### Exercises
1: Please decide whether each statement agrees with the article on Hungary's "sex at birth" ID law, answering yes or no and quoting the words of the article that settle it. (a) The Hungarian Parliament passed the Omnibus Law with 134 votes in favor. (b) Ivett Ördög works as a teacher. (c) Dorián Palai obtained recognition of his gender.
2: In the article on Hungary's "sex at birth" ID law, which article of the Omnibus Law requires citizens to write "sex at birth" on their national IDs?

### Extract
Content starts

Responses in the field ‘sex at birth’ on new ID documents will be unchangeable
Being a transgender person in Hungary is about to become even harder, after the government passed a law that will demand all citizens write their “sex at birth” on their national IDs. And the response in this field cannot be changed.
“I have no hope of getting my gender recognised now,” said Ivett Ördög bitterly, sitting behind her home desk, which has now become her office, with her dark hair and eyes, a colourful floral shirt, and big earrings.
She is a software developer, a very successful one, but she has struggled a lot in the workplace. Why? Because she was biologically born as a man.
She told her story with half a smile and plenty of concern and desperation. Desperation over what is happening in her country.
Ivett is a transgender woman who said that her rights “are being violated by an European Union (EU) country.”
On May 19, the Hungarian Parliament passed the Omnibus Law, by 134 votes to 56.
This is the law whose 33rd article forces all citizens to write “sex at birth” on their national IDs.
This result of the law is that no Hungarian citizen will be able to legally change their gender and those who have undergone a physical transformation are vulnerable to potential discrimination upon document-checking.
Document checks are fairly frequent in Hungary, where identification is required to pick up a parcel, pay with credit card and get on a bus.
“It could become dangerous,” said Ivett, explaining why she doesn’t use public transport or go to the doctor’s anymore.
She didn’t get her gender legally recognized, so anytime that someone checks her ID, they will see that she was a man, and this scares her.
“Just imagine […inaudible…] being pulled by policemen, and you show your ID and they don’t believe you it’s your ID. What do you do then? Policemen can get quite brutal at times, and then I can’t even call the police! Because – they are already there. […] Especially in a country that is so homophobic, and, obviously also trans-phobic, it’s not safe. Definitely not safe.”
Hungary has shed 8.46 percentage points on the 2020 ILGA-Europe Rainbow Map — an online index that ranks all 49 European countries to see how laws and policies impact LBGTI people’s lives. That was the most drastic drop in Europe.
Dorián Palai, a transgender man, explained that when someone checks their ID, they might be tolerating, but they might also start to make fun of them, “out” them or even attack them.
“Your whole life will depend on other people’s kindness,” Palai said .
Despite the fact that Palai secured recognition of his gender, he has still been discriminated against by medical professionals. Their rudeness, especially when he took his clothes off, left him utterly dejected.

Content ends

### Provided material
Content starts

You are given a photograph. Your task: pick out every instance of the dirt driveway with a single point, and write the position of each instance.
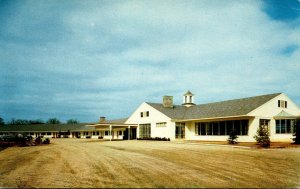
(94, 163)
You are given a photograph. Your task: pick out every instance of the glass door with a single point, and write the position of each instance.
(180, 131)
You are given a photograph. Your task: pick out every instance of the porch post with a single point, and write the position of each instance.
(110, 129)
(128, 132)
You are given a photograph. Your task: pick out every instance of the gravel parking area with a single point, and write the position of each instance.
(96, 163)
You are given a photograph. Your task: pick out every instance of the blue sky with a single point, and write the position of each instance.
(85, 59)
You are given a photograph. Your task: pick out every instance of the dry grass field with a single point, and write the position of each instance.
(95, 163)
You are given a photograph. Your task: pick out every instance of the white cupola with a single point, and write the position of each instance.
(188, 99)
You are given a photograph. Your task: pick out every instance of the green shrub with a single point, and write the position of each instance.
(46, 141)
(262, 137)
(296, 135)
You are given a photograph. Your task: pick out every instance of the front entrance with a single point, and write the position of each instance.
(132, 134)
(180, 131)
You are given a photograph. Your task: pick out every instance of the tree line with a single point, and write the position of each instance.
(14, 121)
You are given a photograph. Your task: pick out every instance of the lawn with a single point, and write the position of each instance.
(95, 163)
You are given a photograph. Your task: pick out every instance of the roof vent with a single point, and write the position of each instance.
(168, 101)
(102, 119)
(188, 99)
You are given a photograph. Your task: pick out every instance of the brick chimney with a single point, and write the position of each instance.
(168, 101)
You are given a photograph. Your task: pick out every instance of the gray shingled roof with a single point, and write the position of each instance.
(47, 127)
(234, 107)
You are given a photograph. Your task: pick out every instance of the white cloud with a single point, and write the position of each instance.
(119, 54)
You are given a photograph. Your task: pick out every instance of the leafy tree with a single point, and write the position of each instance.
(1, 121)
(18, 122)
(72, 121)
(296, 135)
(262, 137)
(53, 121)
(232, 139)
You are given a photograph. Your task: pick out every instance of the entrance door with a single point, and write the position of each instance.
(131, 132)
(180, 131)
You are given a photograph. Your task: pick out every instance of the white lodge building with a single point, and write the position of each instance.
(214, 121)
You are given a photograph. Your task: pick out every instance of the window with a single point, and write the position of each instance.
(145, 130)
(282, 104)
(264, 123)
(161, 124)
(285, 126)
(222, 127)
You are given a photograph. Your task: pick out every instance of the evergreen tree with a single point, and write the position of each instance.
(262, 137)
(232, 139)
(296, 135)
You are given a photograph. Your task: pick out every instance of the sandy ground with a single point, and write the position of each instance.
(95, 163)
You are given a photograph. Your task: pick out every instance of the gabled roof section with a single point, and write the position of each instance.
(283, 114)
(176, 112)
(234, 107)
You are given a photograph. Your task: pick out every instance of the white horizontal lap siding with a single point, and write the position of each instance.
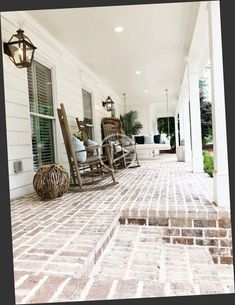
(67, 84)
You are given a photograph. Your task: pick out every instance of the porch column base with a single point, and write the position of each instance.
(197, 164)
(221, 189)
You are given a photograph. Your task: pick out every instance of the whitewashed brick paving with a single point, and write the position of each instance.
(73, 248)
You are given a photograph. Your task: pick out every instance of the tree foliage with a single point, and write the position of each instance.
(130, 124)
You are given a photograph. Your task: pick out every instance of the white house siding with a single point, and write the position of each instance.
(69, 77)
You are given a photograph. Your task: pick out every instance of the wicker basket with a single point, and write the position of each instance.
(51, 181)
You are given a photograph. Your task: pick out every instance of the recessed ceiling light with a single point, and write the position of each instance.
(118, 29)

Content ends
Content starts

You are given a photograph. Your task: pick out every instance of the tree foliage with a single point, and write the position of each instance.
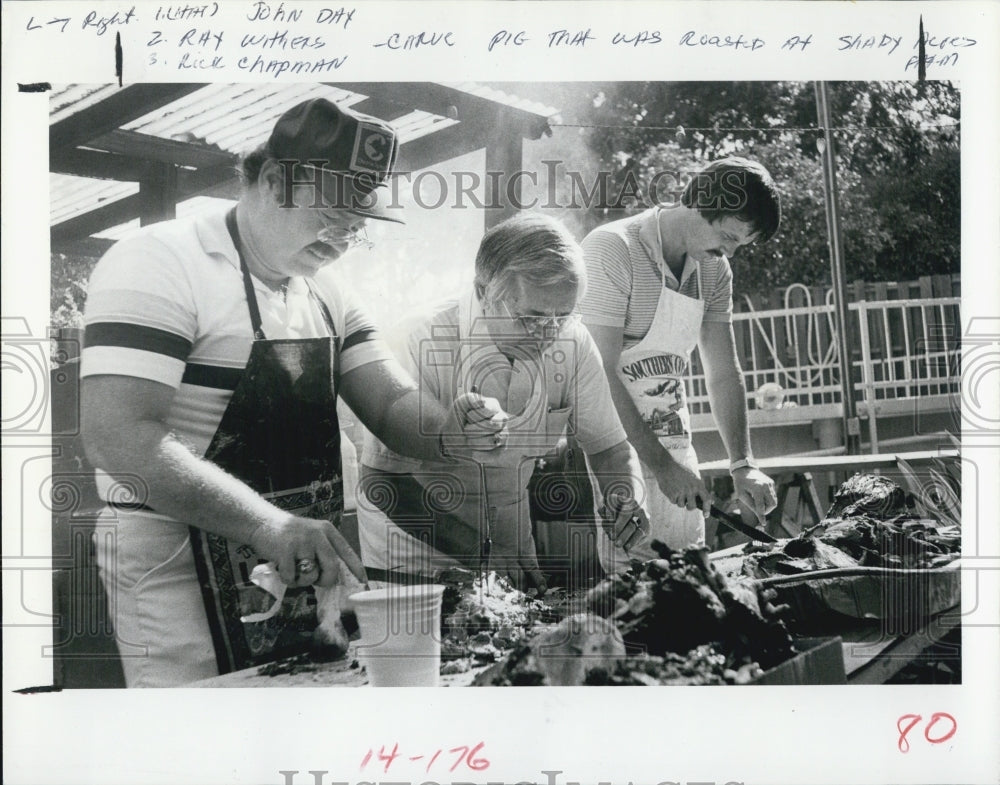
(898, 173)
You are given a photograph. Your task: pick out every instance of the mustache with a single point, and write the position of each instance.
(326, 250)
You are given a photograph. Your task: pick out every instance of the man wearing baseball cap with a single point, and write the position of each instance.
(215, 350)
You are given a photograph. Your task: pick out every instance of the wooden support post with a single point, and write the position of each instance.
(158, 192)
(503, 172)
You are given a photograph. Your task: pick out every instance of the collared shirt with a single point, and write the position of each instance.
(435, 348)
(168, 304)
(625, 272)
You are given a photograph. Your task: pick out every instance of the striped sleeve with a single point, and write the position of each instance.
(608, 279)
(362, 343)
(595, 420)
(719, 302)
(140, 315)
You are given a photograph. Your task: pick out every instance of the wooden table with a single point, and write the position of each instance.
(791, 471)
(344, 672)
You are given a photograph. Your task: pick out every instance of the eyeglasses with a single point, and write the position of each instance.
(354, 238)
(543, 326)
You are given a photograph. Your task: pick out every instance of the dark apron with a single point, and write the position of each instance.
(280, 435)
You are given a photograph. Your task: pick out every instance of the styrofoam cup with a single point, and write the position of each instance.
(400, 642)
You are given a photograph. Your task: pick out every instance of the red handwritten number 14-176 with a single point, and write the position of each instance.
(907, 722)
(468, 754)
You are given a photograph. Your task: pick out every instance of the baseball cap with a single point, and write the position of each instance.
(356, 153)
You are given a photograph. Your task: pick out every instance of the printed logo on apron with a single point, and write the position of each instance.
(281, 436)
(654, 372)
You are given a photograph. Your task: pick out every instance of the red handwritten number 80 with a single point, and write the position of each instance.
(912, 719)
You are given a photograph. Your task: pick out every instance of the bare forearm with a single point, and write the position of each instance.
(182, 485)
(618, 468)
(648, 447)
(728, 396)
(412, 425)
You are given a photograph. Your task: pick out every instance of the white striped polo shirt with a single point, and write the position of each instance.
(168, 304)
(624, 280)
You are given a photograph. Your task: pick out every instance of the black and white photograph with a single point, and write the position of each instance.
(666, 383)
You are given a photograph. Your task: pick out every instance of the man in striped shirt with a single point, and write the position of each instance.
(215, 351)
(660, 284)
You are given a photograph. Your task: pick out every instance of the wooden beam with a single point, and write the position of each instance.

Content ends
Content starts

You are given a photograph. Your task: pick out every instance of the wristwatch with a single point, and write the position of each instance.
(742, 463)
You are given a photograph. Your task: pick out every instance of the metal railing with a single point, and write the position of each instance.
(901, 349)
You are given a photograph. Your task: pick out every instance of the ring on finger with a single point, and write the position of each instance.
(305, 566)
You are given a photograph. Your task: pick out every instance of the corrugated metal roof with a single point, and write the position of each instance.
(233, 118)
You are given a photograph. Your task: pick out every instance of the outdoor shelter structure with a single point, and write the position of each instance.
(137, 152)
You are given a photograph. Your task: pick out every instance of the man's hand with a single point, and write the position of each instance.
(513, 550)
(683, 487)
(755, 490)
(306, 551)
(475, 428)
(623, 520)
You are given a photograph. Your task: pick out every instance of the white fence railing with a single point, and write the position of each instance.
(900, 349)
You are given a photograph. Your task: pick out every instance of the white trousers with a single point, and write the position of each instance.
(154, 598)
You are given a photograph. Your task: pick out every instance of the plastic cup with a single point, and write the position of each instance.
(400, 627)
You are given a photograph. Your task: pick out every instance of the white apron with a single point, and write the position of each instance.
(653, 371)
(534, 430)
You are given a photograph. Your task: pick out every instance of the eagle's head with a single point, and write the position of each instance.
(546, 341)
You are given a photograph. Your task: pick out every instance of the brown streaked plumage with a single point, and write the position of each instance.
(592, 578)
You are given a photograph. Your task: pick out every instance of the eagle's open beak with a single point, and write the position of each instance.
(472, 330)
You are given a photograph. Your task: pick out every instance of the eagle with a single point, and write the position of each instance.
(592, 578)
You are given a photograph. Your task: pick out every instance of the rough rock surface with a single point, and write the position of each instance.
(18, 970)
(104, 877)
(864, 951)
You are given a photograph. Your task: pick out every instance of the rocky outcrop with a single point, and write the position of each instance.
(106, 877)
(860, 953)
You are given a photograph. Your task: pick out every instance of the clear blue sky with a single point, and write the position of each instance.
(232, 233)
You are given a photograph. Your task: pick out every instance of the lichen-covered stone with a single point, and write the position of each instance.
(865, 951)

Content ends

### Task answers
1:
(a) Yes: "the Hungarian Parliament passed the Omnibus Law, by 134 votes to 56."
(b) No: "She is a software developer, a very successful one"
(c) Yes: "Palai secured recognition of his gender"

2: The 33rd article.